* _EXERCISE_
Reproduce every line of the records below without alteration, and leave the pictures out of your answer.

-- start of DATA ROWS --

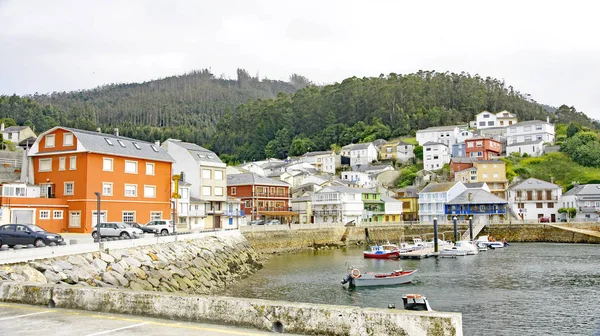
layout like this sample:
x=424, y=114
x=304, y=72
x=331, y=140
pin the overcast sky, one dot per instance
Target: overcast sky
x=548, y=49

-- end of DATA ROWS --

* _WRITTEN SOLUTION_
layout like this sample:
x=424, y=114
x=304, y=72
x=331, y=140
pin the overcast sky, one dot per instance
Target: overcast sky
x=548, y=49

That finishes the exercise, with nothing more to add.